— Your goal —
Copy every one of the lines below word for word, leaving the pictures out.

— Supplied material —
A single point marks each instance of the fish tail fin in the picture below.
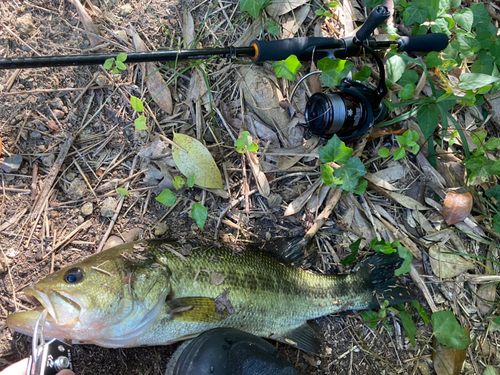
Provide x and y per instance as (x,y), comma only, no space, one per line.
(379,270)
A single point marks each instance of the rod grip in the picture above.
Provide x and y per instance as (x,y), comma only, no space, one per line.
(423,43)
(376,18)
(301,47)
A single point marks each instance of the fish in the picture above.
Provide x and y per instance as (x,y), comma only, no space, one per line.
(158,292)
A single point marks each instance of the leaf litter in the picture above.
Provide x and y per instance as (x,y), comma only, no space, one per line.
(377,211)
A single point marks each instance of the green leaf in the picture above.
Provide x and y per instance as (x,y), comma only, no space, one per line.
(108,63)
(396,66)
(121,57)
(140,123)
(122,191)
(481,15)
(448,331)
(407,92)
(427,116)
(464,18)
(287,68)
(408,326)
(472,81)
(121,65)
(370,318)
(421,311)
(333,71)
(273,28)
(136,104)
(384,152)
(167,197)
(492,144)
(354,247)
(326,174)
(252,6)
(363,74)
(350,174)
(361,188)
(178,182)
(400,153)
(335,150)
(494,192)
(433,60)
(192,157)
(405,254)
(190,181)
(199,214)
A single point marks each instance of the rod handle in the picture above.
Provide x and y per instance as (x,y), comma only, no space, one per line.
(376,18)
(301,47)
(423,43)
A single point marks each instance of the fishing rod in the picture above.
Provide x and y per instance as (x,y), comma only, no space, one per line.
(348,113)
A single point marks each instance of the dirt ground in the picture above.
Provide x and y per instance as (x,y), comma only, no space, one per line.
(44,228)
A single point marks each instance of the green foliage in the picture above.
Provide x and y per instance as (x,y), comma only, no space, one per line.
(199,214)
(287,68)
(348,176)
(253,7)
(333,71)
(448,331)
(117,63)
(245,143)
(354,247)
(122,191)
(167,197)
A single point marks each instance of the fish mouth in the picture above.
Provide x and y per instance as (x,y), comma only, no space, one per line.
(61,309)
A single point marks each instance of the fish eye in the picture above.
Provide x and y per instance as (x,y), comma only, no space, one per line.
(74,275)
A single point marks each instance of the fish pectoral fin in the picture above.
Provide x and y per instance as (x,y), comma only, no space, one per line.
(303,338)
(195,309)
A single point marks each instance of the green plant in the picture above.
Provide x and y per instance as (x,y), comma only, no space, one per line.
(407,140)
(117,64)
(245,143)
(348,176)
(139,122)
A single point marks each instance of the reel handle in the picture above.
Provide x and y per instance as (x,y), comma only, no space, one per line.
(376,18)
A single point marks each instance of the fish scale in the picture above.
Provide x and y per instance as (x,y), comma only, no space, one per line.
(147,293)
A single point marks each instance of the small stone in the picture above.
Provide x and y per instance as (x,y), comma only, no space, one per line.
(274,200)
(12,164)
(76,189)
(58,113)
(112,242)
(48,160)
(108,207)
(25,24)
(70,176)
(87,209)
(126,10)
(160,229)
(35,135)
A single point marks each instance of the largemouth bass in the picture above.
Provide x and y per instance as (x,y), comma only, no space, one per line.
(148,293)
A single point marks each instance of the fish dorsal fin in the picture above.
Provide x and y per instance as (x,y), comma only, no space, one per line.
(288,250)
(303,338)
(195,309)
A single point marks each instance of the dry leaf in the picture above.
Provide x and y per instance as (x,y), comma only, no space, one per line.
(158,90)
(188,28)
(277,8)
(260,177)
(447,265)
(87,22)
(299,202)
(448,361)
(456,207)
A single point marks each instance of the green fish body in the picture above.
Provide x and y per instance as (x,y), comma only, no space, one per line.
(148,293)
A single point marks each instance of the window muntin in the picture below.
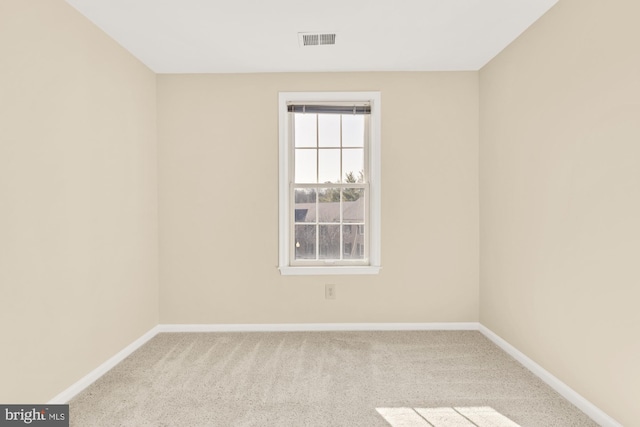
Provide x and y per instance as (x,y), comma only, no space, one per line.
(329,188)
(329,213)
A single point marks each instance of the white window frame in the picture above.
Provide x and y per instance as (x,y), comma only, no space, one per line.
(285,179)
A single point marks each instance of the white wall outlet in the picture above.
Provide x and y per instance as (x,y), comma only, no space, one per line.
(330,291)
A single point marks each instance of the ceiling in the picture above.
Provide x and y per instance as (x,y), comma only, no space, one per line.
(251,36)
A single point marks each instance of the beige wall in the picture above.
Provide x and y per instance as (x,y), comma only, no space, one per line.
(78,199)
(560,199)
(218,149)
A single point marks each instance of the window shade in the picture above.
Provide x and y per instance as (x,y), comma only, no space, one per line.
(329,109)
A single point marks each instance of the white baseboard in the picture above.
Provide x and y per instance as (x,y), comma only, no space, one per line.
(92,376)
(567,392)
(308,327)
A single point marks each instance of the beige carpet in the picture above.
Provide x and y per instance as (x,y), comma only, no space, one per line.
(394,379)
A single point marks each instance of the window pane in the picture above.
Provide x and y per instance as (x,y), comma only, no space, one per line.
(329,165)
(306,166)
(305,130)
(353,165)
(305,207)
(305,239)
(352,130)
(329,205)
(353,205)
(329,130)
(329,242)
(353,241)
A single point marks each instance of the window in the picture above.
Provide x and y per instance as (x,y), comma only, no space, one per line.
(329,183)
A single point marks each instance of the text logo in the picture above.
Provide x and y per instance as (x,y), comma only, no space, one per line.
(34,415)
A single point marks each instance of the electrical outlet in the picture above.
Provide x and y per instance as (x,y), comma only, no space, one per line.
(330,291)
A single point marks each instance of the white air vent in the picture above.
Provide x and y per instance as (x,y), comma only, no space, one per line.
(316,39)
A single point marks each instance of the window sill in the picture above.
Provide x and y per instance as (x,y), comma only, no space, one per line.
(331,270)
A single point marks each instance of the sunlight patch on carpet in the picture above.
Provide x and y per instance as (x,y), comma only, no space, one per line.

— The answer —
A single point marks each instance of the fish tail fin in the picture below.
Provide x and y per instance as (x,y), comma only, no space, one per line.
(379,270)
A single point marks each instance of the rod grip in the picture above.
Provide x and y per instance as (x,y), comma only, no space, one per line.
(423,43)
(376,18)
(301,47)
A single point marks each instance of the fish in the picture above.
Provide x and y per instance as (x,y), comma only, no space, one per line.
(158,292)
A single point marks each instance of the leaf litter in the picture above.
Provide x and y per instance as (x,y), comma only, no space, one per line.
(377,211)
A single point marks each instance of the green leaf in the picture above.
Provide x and y per instance as (x,y), comma only, no space, one per line.
(108,63)
(396,66)
(121,57)
(140,123)
(122,191)
(481,15)
(448,331)
(407,92)
(427,116)
(464,18)
(287,68)
(408,326)
(472,81)
(121,65)
(370,318)
(421,311)
(333,71)
(273,28)
(136,104)
(384,152)
(167,197)
(492,144)
(354,247)
(326,174)
(252,6)
(363,74)
(350,174)
(361,188)
(178,182)
(400,153)
(335,150)
(494,192)
(433,60)
(192,157)
(405,254)
(190,181)
(199,214)
A single point marks each instance of the rod handle in the picture above.
Provide x and y per instance as (x,y), comma only, no space, one per line.
(376,18)
(301,47)
(423,43)
A single point marks each instance of the fishing rod in the picture above.
Provide x and y per instance as (x,y), comma only, no space, one per line.
(348,113)
A single point marks each instance of the dirt ground in the picture above.
Provide x and y per instance as (x,y), comma only, no space, one per line.
(44,228)
A single point marks each instance of the green foliage in the picture above.
Provide x and y per instance as (x,y), comma only, no space, one per line.
(199,214)
(287,68)
(348,176)
(253,7)
(333,71)
(448,331)
(117,63)
(245,143)
(354,247)
(122,191)
(167,197)
A single point marks each instance of the fish mouth in the picture above.
Provide x and y per instance as (x,y), comma only, no space, one per line.
(61,309)
A single point marks each instance of the fish eye in the picture above.
Provide x and y per instance as (x,y), comma only, no space, one per line.
(74,275)
A single point marks each instance of the fish pectoral fin in the picture above.
Provide x and y per instance as (x,y), comma only, no space, one per line.
(303,338)
(195,309)
A single point marks each instance of the green plant in the picture above.
Provide x and y per instance as (x,y), comma only, no space, one per line.
(407,140)
(117,64)
(245,143)
(348,176)
(139,122)
A single point marks each instance of the reel handle in the picture above.
Provide x and y per instance as (x,y), comma only, no space, one per line.
(376,18)
A single point marks each instance of the fish scale in the picture above.
Provide x and y per instance as (x,y), comma only, no space, one per line.
(147,293)
A single point marks each instance of the small stone in the picture above.
Provide x and y per instance as (x,y), comma only, no space, one per line.
(274,200)
(12,164)
(76,189)
(58,113)
(112,242)
(48,160)
(108,207)
(25,24)
(70,176)
(87,209)
(126,10)
(160,229)
(35,135)
A single point marks each instance of the largemouth bass in the picture above.
Provide x and y per instance as (x,y), comma only, no space, one per line.
(148,293)
A single point marks each instance of the fish dorsal fin in the picture above.
Provide x and y per instance as (x,y), comma only, no space, one per line.
(288,250)
(303,338)
(195,309)
A single point marks each instance of the dry leaf in the picture above.
Provide x and y per instance as (x,y), comma only, no space, one per line.
(158,90)
(188,28)
(277,8)
(260,177)
(447,265)
(87,22)
(299,202)
(448,361)
(456,207)
A single point marks each instance of the green fish body in the picture above.
Provide x and y per instance as (x,y), comma only, no space, one per line.
(148,293)
A single point marks each instance of the window muntin in the picture below.
Provide x and y per instance as (x,y), comma only, no space, one per line.
(329,188)
(329,213)
A single point marks each instance of the white window frame in the picture above.
Provide x and y per instance as (x,y), comma only, no space, one per line.
(285,179)
A single point marks each instance of the white wall outlet in the picture above.
Provide x and y per instance as (x,y), comma only, no space, one per line.
(330,291)
A single point marks each instance of the ceiling in the picture above.
Provide x and y per instance as (x,y), comma only, no space, one per line.
(251,36)
A single point marks each instance of the beige wall in the picture above.
Provide x and y per instance as (x,y), comma only, no space, one per line.
(78,199)
(560,199)
(218,149)
A single point marks each instance of the window shade in the picture above.
Provide x and y per instance as (x,y), comma only, no space, one per line.
(329,109)
A single point marks each instance of the white baseboard in the picture above.
Provide x and y per instance as (x,y), comma only, no space, one per line.
(92,376)
(567,392)
(308,327)
A single point marks each instance of the beige carpet in the picture above.
Provide x and y per instance as (x,y), comma only, no space, one per line.
(394,379)
A single point marks each instance of the window pane in the picture above.
Provide x and y per instance as (x,y), comma only, no space, one per line.
(329,165)
(306,166)
(305,130)
(353,165)
(305,207)
(305,239)
(352,130)
(329,205)
(353,205)
(329,130)
(329,242)
(353,241)
A single point marks each instance of the window in the picture above.
Provide x and y per instance as (x,y), comma only, no space, one per line.
(329,183)
A single point marks each instance of the text logo in the picture above.
Provide x and y per instance as (x,y), comma only, no space, one per line.
(34,415)
A single point marks each instance of the electrical outlet in the picture above.
Provide x and y per instance as (x,y), comma only, no space, one per line.
(330,291)
A single point marks each instance of the white air vent in the picture above.
Provide x and y per instance as (x,y), comma only, no space, one per line.
(316,39)
A single point marks each instance of the window sill in the picture above.
Provide x and y per instance as (x,y), comma only, no space, one per line.
(331,270)
A single point marks each instance of the sunlight patch on carpet in the picture above.
Provide x and y per instance as (x,y), comma only, no space, one per line.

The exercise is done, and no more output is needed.